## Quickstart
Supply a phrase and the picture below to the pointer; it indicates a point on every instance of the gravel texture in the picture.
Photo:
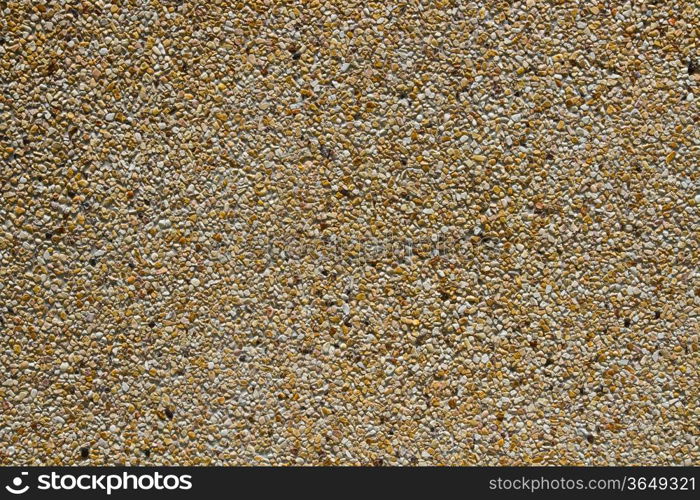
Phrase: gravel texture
(339, 232)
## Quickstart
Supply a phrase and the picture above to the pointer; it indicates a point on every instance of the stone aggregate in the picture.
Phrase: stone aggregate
(349, 233)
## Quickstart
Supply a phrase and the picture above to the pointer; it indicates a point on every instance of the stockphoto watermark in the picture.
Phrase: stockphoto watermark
(103, 483)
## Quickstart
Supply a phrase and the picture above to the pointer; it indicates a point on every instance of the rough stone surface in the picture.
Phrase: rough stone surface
(340, 232)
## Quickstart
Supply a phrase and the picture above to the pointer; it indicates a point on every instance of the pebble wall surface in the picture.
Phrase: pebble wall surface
(357, 233)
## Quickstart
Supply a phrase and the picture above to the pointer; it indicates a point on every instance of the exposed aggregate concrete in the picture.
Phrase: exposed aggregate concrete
(341, 232)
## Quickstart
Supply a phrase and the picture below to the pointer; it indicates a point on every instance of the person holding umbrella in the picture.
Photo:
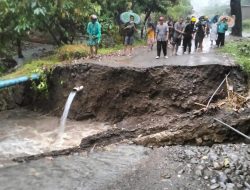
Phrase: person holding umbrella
(221, 29)
(188, 35)
(94, 35)
(162, 38)
(129, 30)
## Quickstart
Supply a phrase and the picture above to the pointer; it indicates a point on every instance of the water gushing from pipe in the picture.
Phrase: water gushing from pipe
(66, 110)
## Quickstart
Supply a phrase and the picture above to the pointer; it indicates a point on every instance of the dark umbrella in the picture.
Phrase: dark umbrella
(125, 17)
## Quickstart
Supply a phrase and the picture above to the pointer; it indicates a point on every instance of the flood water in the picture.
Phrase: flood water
(94, 171)
(24, 132)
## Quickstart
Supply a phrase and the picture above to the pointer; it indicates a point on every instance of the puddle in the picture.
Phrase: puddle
(94, 171)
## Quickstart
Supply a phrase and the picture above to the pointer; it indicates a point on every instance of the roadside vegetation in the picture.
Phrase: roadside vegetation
(246, 25)
(240, 51)
(63, 21)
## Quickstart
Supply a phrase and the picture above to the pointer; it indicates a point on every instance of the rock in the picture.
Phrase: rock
(248, 150)
(228, 171)
(206, 177)
(198, 172)
(194, 161)
(190, 153)
(247, 184)
(213, 180)
(214, 186)
(226, 163)
(217, 166)
(181, 171)
(238, 185)
(199, 141)
(222, 185)
(242, 177)
(222, 177)
(212, 156)
(230, 186)
(239, 172)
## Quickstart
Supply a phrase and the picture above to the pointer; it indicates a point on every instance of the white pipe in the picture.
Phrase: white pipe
(240, 133)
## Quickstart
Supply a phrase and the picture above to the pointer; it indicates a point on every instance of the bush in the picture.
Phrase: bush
(68, 52)
(240, 51)
(246, 24)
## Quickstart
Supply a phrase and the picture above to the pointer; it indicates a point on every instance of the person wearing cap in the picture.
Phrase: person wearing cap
(129, 30)
(221, 29)
(200, 29)
(213, 32)
(162, 38)
(178, 32)
(94, 35)
(188, 35)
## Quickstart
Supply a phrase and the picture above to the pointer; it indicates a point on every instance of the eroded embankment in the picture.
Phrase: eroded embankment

════════════════

> [DIRECTIONS]:
Skip the pictures and transcribe the rest of the records exactly.

> [EXERCISE ANSWER]:
## Quickstart
Supply a phrase and the picture below to the pointer; it indicates a point on every instance of the gravel texture in the picture.
Photo:
Phrase: gravel texture
(339, 232)
## Quickstart
Supply a phrase and the picture above to the pointer; it indicates a point on every instance of the stone aggregate in the picture.
Phrase: stone aggregate
(349, 233)
## Quickstart
Supply a phrase and the picture above to the pointer; it indicates a point on every instance of the stockphoto watermark in the picture.
Phrase: stockphoto watermark
(103, 483)
## Quickstart
Supply a phrase and the picture above to the pointer; it indicates a point on every instance of the rough stone surface in the picture.
Phrase: rough stone surface
(340, 232)
## Quickstart
Supply a phrase and the picture above to the pointer; it indicates a point on every instance of the pebble wall surface in the picture.
Phrase: pebble wall surface
(357, 233)
## Quickstart
Supply a phrase and the picture above to the pointer; it indicates a point on every instance of the exposed aggregate concrete in the picture.
Phrase: exposed aggregate concrete
(341, 232)
## Quickstart
Supply a phrase and the picture below to the pointer; it indicates a point on every instance of the person holding umbrella in the picture.
Photo:
Phrase: person holding umbrella
(221, 29)
(188, 35)
(94, 35)
(162, 38)
(129, 30)
## Quickstart
Supply a phrase and the picture above to the pointer; it indicates a point on every instance of the water gushing from pipe in the picture.
Phrase: water gushing from pipe
(66, 110)
## Quickstart
Supply a phrase and the picture above to the pointer; it indicates a point on every instance of the dark umbrella in the picture.
Phrase: dark umbrella
(125, 17)
## Quickstart
Supply a phrase and the picture above to the pointer; it indicates a point on every instance of the flood water in the picture.
Phrase: flood water
(94, 171)
(24, 132)
## Quickstart
Supply a phrase and the picture above to the pointer; it indicates a point on every instance of the puddle in the picture.
Phrase: puddle
(94, 171)
## Quickstart
Supply a phrase and the picture above to the pointer; it indicates a point on every instance of the roadside vegetation in the picture.
Phrase: roadside vegetation
(246, 25)
(240, 51)
(63, 21)
## Quickstart
Supply a phrase and the picture above to the pointer; it indicates a point on every instance of the rock in the picture.
Phrase: rock
(248, 150)
(228, 171)
(206, 177)
(198, 172)
(194, 161)
(190, 153)
(247, 184)
(213, 180)
(214, 186)
(226, 163)
(217, 166)
(181, 171)
(238, 185)
(199, 141)
(222, 185)
(242, 177)
(222, 177)
(212, 156)
(230, 186)
(239, 172)
## Quickstart
Supply a phrase and the picture above to the pointer; it indicates a point on every instance of the white pipe in the picture.
Phrase: white pipe
(240, 133)
## Quickstart
Supply a phrase and the picture above to the pointer; it indicates a point on every instance of the bush in the picture.
Phrase: bush
(68, 52)
(240, 51)
(246, 24)
## Quickstart
Supply a phrase and the picture above to the pointer; it indicates a point on every instance of the person wearing cap in the picture.
Phrase: person wearing cap
(129, 30)
(221, 29)
(200, 29)
(213, 32)
(162, 38)
(178, 32)
(94, 35)
(188, 35)
## Quickstart
Supply a phrase and the picture above to the pointer; it indicates a point on every instance of the eroded embankment in the picture.
Phrase: eroded embankment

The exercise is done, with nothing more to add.